Goal
Write out every line of the listing below as a numbered list, skipping any blank lines. Leave the pictures out of your answer.

++++ Items

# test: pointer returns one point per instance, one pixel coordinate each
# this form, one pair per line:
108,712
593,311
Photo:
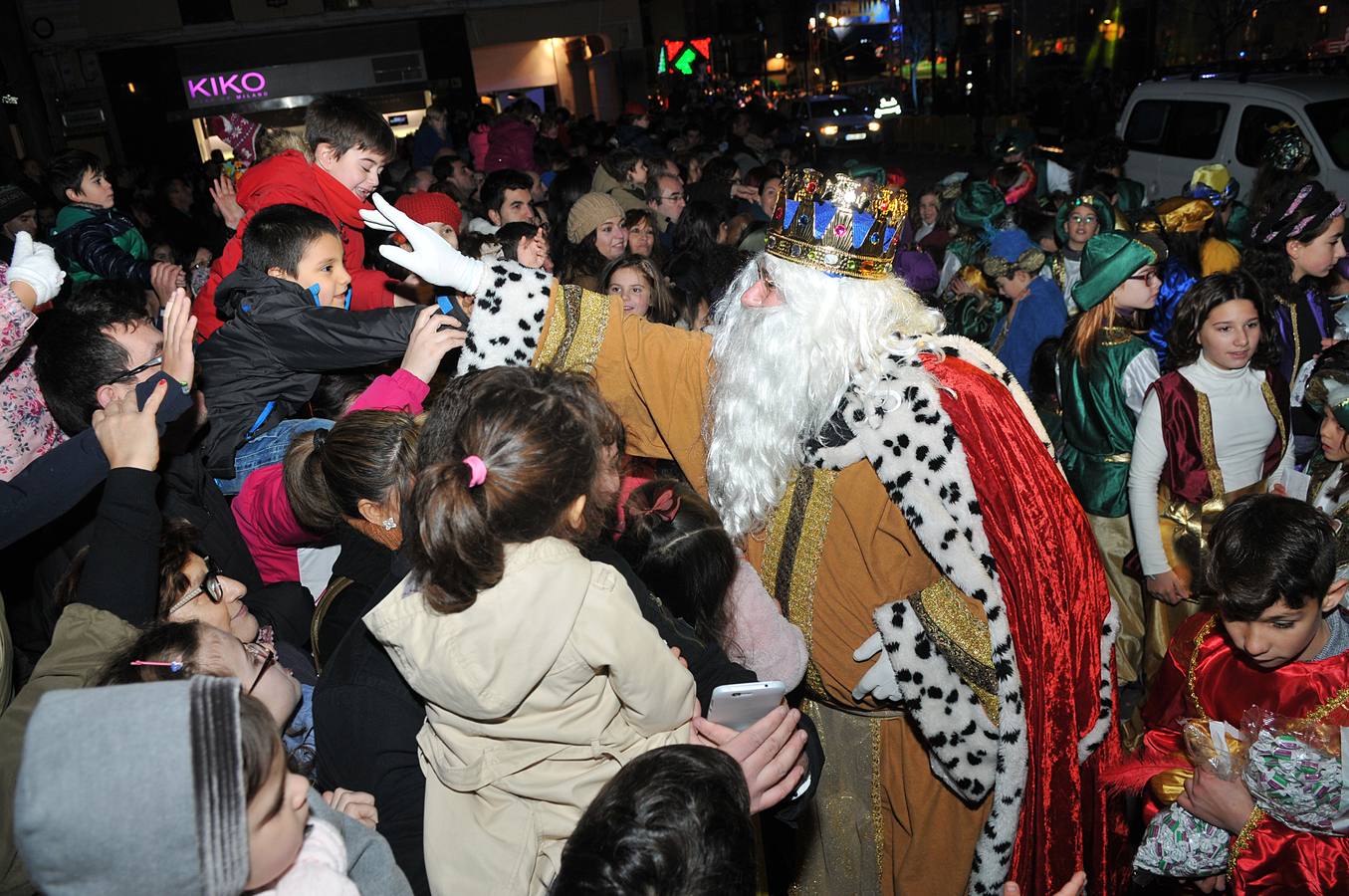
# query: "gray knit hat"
14,201
588,213
121,785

++++++++

Complete answer
1. # test: pointer returns one point per instance, one pixel coordinate each
2. # this form, one pair per line:
3. 108,712
4. 593,311
5. Photo:
6. # query: "gray knit hat"
7. 14,201
8. 588,213
9. 121,785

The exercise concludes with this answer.